Rewrite the records below with every "find" changed to "locate" and nothing else altered.

■ SOURCE MATERIAL
____
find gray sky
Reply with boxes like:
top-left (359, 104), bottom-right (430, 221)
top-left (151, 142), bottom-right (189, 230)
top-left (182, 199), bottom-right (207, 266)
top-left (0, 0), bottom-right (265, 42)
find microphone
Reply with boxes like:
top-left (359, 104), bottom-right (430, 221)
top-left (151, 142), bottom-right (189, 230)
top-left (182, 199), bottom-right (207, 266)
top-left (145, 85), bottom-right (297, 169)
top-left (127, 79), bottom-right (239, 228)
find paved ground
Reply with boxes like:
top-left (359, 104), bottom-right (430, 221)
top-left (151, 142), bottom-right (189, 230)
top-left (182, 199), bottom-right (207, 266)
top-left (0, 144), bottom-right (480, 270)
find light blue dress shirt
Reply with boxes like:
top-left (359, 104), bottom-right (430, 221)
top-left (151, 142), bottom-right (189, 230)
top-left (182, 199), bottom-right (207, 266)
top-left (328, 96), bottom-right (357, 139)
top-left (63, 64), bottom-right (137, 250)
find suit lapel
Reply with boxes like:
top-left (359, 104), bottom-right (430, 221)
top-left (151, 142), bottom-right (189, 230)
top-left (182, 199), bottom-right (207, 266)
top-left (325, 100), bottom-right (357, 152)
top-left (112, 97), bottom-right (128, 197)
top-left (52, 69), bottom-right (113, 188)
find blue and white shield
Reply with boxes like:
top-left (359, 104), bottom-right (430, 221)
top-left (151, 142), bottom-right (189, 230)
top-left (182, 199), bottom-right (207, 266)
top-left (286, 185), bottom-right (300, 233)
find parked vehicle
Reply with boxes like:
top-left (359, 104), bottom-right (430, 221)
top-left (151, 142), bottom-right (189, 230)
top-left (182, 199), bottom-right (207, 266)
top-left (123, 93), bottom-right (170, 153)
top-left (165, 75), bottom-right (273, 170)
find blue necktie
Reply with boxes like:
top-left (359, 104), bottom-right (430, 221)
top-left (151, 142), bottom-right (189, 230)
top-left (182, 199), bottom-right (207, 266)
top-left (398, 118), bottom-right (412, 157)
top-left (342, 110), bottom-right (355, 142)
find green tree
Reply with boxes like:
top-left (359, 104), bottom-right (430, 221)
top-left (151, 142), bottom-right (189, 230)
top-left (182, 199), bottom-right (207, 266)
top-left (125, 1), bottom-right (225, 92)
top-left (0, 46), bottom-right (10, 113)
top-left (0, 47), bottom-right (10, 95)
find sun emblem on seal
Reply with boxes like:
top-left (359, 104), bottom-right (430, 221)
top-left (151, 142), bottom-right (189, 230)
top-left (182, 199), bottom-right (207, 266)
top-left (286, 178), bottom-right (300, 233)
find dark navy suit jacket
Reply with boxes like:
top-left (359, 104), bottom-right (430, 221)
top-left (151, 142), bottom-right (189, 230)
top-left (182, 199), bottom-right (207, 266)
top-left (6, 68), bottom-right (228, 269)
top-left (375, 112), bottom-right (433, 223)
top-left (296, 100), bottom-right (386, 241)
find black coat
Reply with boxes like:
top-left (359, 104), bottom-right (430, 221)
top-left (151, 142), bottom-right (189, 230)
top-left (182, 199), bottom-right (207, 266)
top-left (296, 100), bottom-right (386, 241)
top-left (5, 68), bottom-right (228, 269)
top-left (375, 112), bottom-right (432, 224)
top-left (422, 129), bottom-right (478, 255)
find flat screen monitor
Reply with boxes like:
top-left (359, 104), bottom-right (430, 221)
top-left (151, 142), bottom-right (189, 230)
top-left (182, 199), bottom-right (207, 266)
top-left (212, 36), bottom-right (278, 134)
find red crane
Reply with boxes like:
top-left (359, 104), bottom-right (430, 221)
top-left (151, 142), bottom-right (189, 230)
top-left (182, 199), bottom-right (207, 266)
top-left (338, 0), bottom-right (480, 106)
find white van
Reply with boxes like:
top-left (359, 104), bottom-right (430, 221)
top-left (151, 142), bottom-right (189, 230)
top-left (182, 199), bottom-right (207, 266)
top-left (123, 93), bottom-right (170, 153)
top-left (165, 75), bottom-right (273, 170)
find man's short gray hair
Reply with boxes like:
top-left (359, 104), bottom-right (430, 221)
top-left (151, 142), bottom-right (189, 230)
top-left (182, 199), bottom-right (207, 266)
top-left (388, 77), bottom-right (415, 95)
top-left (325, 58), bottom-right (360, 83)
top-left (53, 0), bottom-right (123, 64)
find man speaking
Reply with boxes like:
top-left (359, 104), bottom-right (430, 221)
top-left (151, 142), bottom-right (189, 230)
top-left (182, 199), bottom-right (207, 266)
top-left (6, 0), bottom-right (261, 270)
____
■ ANSWER TO THE TASK
locate gray sky
Reply with boxes like:
top-left (359, 104), bottom-right (430, 221)
top-left (151, 142), bottom-right (189, 230)
top-left (182, 199), bottom-right (207, 266)
top-left (0, 0), bottom-right (265, 42)
locate microphone
Reply with boxes like:
top-left (359, 104), bottom-right (430, 221)
top-left (151, 142), bottom-right (189, 230)
top-left (182, 199), bottom-right (207, 266)
top-left (145, 85), bottom-right (297, 169)
top-left (127, 79), bottom-right (239, 228)
locate paved ground
Reply with boxes like:
top-left (359, 104), bottom-right (430, 221)
top-left (151, 142), bottom-right (189, 230)
top-left (182, 199), bottom-right (207, 266)
top-left (0, 144), bottom-right (480, 270)
locate light blue dress shirt
Reply with boxes like:
top-left (359, 104), bottom-right (430, 221)
top-left (151, 142), bottom-right (189, 230)
top-left (182, 199), bottom-right (207, 266)
top-left (328, 96), bottom-right (357, 139)
top-left (63, 64), bottom-right (137, 250)
locate suit lapel
Reply with boxes like:
top-left (359, 104), bottom-right (430, 221)
top-left (151, 142), bottom-right (189, 230)
top-left (182, 199), bottom-right (207, 266)
top-left (325, 100), bottom-right (357, 152)
top-left (112, 97), bottom-right (128, 197)
top-left (52, 69), bottom-right (113, 188)
locate blue and white shield
Reply with boxes like:
top-left (359, 104), bottom-right (430, 221)
top-left (151, 142), bottom-right (189, 230)
top-left (182, 199), bottom-right (207, 266)
top-left (286, 185), bottom-right (300, 233)
locate parked vehicle
Reply with boxes like:
top-left (359, 104), bottom-right (430, 221)
top-left (151, 142), bottom-right (189, 230)
top-left (182, 199), bottom-right (207, 266)
top-left (123, 93), bottom-right (170, 153)
top-left (165, 75), bottom-right (273, 170)
locate blue necktie
Reply with boxes like:
top-left (359, 104), bottom-right (430, 221)
top-left (151, 142), bottom-right (189, 230)
top-left (182, 199), bottom-right (207, 266)
top-left (398, 118), bottom-right (412, 157)
top-left (342, 110), bottom-right (355, 142)
locate green tree
Reply with boxes like:
top-left (359, 104), bottom-right (430, 221)
top-left (151, 142), bottom-right (189, 230)
top-left (182, 199), bottom-right (207, 266)
top-left (125, 1), bottom-right (225, 92)
top-left (0, 46), bottom-right (10, 113)
top-left (0, 47), bottom-right (10, 95)
locate sun emblem on seal
Reply with boxes like:
top-left (359, 104), bottom-right (430, 221)
top-left (151, 142), bottom-right (189, 230)
top-left (182, 199), bottom-right (207, 266)
top-left (286, 178), bottom-right (300, 233)
locate dark navy suit jacket
Reply with boxes like:
top-left (359, 104), bottom-right (430, 221)
top-left (151, 142), bottom-right (189, 230)
top-left (182, 199), bottom-right (207, 266)
top-left (6, 68), bottom-right (228, 269)
top-left (375, 112), bottom-right (433, 223)
top-left (296, 100), bottom-right (386, 241)
locate black coat
Reply with boxes like:
top-left (359, 104), bottom-right (430, 221)
top-left (151, 142), bottom-right (189, 230)
top-left (182, 199), bottom-right (207, 266)
top-left (296, 100), bottom-right (386, 241)
top-left (5, 68), bottom-right (228, 269)
top-left (375, 112), bottom-right (432, 224)
top-left (422, 129), bottom-right (478, 255)
locate flat screen monitor
Reply with boxes like:
top-left (359, 104), bottom-right (430, 221)
top-left (151, 142), bottom-right (189, 230)
top-left (182, 199), bottom-right (207, 266)
top-left (212, 36), bottom-right (278, 134)
locate red crane
Reply with boxes like:
top-left (359, 104), bottom-right (430, 221)
top-left (151, 142), bottom-right (189, 230)
top-left (182, 199), bottom-right (207, 266)
top-left (338, 0), bottom-right (480, 106)
locate white van
Reply with boxes like:
top-left (359, 104), bottom-right (430, 221)
top-left (151, 142), bottom-right (189, 230)
top-left (182, 199), bottom-right (207, 266)
top-left (123, 93), bottom-right (170, 153)
top-left (165, 75), bottom-right (273, 170)
locate man's short gray hair
Reply with boxes like:
top-left (359, 104), bottom-right (430, 221)
top-left (151, 142), bottom-right (189, 230)
top-left (182, 199), bottom-right (207, 266)
top-left (388, 77), bottom-right (415, 95)
top-left (325, 58), bottom-right (360, 83)
top-left (53, 0), bottom-right (123, 64)
locate man speaking
Reply with boxes like:
top-left (359, 104), bottom-right (430, 221)
top-left (151, 142), bottom-right (189, 230)
top-left (182, 199), bottom-right (207, 266)
top-left (6, 0), bottom-right (261, 270)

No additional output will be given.